**Instructions:**
1. According to the coiled tubing excerpt, what secures the mechanical interface between the injector head and the horizontally extending transport system?
2. Write out the passage of the coiled tubing excerpt between "In another embodiment" and "of locking pins.", inclusive.
3. Continue the coiled tubing excerpt from its last sentence.

**Excerpt:**
━━━
The vertical transport system is typically split into as many vertical transport systems as the amount of rigid guides as defined by the amount of said tension legs. Alternatively, vertical transport systems may be connected to provide for one such vertical transport system, where the connection method is designed in a manner ensuring that the vertical transport system will not introduce an obstacle to equipment being moved horizontally, such as the stripper system.

In another embodiment of the disclosure, a coiled tubing injector head may be placed on top of the horizontally extending transport system, being part of the rigid upper frame section, which is part of the stripper system transportation frame, where the injector head comprises mechanical interfaces, such as funnels, which in turn match with opposing members, such as pins, being part of the horizontally extending transport system, whereupon the mechanical interface may be secured by means of locking pins.

Furthermore, the stripper system may be disengaged from the mechanical interface in bottom, which may be of a quick connection device normally used to connect a stripper system to a coiled tubing BOP, whereupon the stripper system may be lifted by means of operation of the vertically extending jacking device, such that the upper part of the stripper system may be connected to a predefined mechanical interface being part of the coiled tubing injector head.

Furthermore, the pulling device may be used to stab a coiled tubing into the coiled tubing injector head by means of extending a wire or chain from the pulling device through the inside of the stripper system, through the inside of the coiled tubing injector head, over the gooseneck, part of the injector head, and to the coiled tubing placed on a coiled tubing reel. The coiled tubing reel may be located on the deck of a floating vessel, where the wire or chain is connected to the end of the coiled tubing by means of a connection device, such as a stabbing connector. The pulling device may be used to pull the coiled tubing into the coiled tubing injector head in a controlled manner, whereupon the coiled tubing is engaged inside the coiled tubing injector head, the wire or chain is disengaged from the coiled tubing and stored back onto the pulling device. The coiled tubing may be extended to exit through the stripper system whereupon a securing device is attached to the coiled tubing to ensure that the coiled tubing cannot exit upwards through the stripper system and as such disengage from the coiled tubing injector head.
━━━
**Stored data:**
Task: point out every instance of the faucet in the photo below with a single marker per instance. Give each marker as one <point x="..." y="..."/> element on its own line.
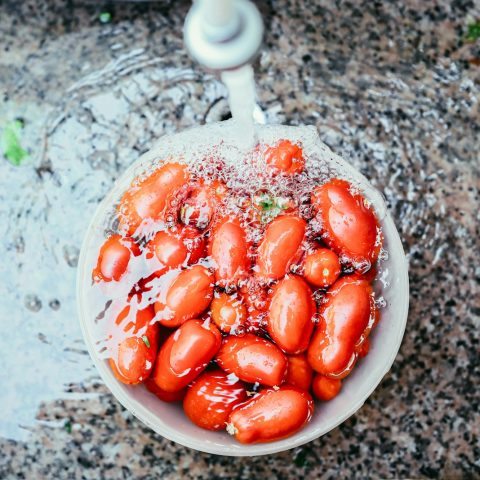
<point x="223" y="34"/>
━━━
**Task answers:**
1. Locking pins.

2.
In another embodiment of the disclosure, a coiled tubing injector head may be placed on top of the horizontally extending transport system, being part of the rigid upper frame section, which is part of the stripper system transportation frame, where the injector head comprises mechanical interfaces, such as funnels, which in turn match with opposing members, such as pins, being part of the horizontally extending transport system, whereupon the mechanical interface may be secured by means of locking pins.

3.
In a preferred embodiment of the disclosure, a wire or chain extending from a lifting device, such as a winch or hoist, being part of the intervention frame is attached to the lifting sling being part of the coiled tubing BOP, whereupon the coiled tubing BOP is lifted into the intervention frame and connected to the top of the x-over/adapter, extending from a said surface flow tree or wireline adapter into the tension frame by means of a connection device, such as a flanged connection. However, the connection device is not part of the herein disclosure and as such not explained in further detail.

Further to a preferred embodiment of the disclosure, the wire or chain extending from the winch or hoist, part of the intervention frame is attached to the lifting sling being part of the coiled tubing injector head.

Furthermore, the locking device enabling a mechanical lock between the rigid upper frame and said bottom frame, being part of the stripper system transport frame, is disengaged, such that upon lifting the coiled tubing injector head by means of operation of the lifting device part of the intervention frame, the rigid upper frame and said stripper system will be part of the load, whilst the rigid bottom frame will remain on the deck. It should be noted that the rigid upper frame is designed such that in this embodiment, where the stripper system is engaged with the coiled tubing injector head, the bottom part of the stripper system is situated above the bottom part of the upper rigid frame, and as such the load can be placed back onto the deck without engagement with the rigid bottom frame. This feature may be an advantage in terms of a situation requiring to land the load onto the deck without access to the rigid bottom frame, such as for example an emergency situation which may occur due to bad weather, malfunction of critical components, or any other cause.

Moreover, a load, which may be described to comprise the coiled tubing injector head, said rigid upper frame, and said stripper system, is lifted by means of operation of the lifting device part of the intervention frame, where the load is guided by means of operation of at least one lifting device part of the floating vessel rig, such as a tugger winch, engaged to the load by means of installing the wire from the at least one said tugger winch into at least one wire wheel device, such as a sheave wheel, attached to the load, whereupon the load can be guided by means of tension applied to the at least one said tugger winch.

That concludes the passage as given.